**The input:**
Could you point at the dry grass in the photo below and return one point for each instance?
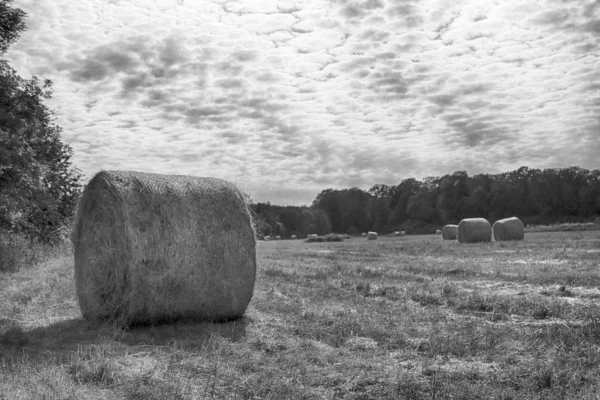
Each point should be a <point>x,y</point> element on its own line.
<point>410,317</point>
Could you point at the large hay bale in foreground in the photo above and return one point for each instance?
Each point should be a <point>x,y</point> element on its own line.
<point>154,248</point>
<point>473,230</point>
<point>508,229</point>
<point>450,232</point>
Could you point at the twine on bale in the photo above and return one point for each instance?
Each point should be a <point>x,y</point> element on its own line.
<point>508,229</point>
<point>154,248</point>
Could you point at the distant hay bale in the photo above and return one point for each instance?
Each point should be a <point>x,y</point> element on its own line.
<point>508,229</point>
<point>154,248</point>
<point>472,230</point>
<point>450,232</point>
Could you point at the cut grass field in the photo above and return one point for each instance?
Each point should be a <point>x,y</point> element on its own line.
<point>411,317</point>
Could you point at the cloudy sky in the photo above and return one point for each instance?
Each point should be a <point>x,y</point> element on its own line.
<point>287,98</point>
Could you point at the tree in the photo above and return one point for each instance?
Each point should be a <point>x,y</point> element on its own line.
<point>39,187</point>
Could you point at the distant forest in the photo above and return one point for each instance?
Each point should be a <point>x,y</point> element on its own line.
<point>537,197</point>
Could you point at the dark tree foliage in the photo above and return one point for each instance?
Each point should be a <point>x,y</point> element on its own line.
<point>38,185</point>
<point>536,196</point>
<point>289,220</point>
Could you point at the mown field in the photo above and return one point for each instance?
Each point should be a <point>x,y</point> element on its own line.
<point>411,317</point>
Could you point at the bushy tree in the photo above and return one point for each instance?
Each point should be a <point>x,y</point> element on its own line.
<point>39,187</point>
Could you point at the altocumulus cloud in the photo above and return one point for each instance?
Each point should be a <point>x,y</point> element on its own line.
<point>288,99</point>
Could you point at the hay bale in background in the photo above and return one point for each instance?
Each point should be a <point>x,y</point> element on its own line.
<point>509,229</point>
<point>154,248</point>
<point>450,232</point>
<point>472,230</point>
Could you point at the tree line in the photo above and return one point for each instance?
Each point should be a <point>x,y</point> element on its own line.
<point>538,197</point>
<point>39,186</point>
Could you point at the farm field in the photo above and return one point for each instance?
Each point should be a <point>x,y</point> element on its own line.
<point>411,317</point>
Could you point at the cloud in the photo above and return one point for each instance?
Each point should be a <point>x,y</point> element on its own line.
<point>331,94</point>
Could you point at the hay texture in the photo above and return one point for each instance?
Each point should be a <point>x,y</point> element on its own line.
<point>155,248</point>
<point>450,232</point>
<point>473,230</point>
<point>508,229</point>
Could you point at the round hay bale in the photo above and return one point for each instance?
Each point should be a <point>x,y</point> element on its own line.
<point>154,248</point>
<point>508,229</point>
<point>473,230</point>
<point>450,232</point>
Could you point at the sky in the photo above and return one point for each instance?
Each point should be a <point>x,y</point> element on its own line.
<point>287,98</point>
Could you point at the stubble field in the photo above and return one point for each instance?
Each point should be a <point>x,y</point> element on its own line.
<point>412,317</point>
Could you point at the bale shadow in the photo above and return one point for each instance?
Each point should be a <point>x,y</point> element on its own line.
<point>62,339</point>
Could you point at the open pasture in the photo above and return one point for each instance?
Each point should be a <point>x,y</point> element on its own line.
<point>411,317</point>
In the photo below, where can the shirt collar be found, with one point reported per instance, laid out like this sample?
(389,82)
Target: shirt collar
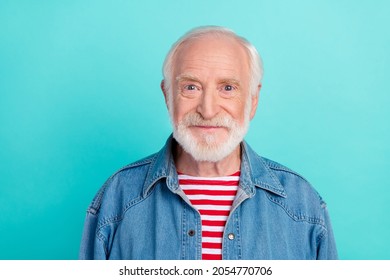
(254,171)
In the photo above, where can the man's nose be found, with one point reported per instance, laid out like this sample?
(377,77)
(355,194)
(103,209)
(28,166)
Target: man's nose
(208,105)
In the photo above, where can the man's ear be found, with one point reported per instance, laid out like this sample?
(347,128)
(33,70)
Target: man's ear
(165,92)
(255,102)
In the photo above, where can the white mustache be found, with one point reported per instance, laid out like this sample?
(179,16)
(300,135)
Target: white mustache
(195,119)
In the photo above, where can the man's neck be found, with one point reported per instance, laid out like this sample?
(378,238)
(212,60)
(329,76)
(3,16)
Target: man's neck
(186,164)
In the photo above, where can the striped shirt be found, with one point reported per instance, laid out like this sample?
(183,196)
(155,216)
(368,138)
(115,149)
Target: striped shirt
(213,197)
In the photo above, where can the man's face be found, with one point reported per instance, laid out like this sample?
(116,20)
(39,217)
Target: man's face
(210,102)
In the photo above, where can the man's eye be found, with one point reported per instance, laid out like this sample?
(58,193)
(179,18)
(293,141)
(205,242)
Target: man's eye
(190,87)
(228,88)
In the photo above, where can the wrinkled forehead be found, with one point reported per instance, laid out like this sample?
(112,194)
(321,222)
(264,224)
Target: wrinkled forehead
(212,48)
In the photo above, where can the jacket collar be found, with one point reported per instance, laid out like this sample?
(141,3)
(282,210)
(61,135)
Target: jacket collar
(254,171)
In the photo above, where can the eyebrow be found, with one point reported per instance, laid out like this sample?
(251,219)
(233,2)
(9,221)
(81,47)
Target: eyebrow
(188,77)
(230,81)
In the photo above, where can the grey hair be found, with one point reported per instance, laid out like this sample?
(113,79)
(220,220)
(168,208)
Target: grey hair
(255,62)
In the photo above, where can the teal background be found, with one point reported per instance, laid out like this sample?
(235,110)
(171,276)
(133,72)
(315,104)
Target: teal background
(80,97)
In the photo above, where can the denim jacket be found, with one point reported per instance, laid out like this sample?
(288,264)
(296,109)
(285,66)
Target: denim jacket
(142,213)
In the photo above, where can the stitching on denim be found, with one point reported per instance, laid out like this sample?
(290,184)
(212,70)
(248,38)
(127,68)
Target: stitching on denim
(285,169)
(102,239)
(300,218)
(117,218)
(322,235)
(95,205)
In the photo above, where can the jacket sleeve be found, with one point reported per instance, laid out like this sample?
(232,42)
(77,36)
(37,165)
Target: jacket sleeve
(92,247)
(327,246)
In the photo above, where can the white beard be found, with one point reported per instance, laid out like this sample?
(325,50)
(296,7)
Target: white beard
(207,148)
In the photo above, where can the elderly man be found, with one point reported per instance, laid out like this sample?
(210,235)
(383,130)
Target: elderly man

**Assigned task:** Work out how many lines of the data include the word "below". Then write only that number.

**Final answer:** 2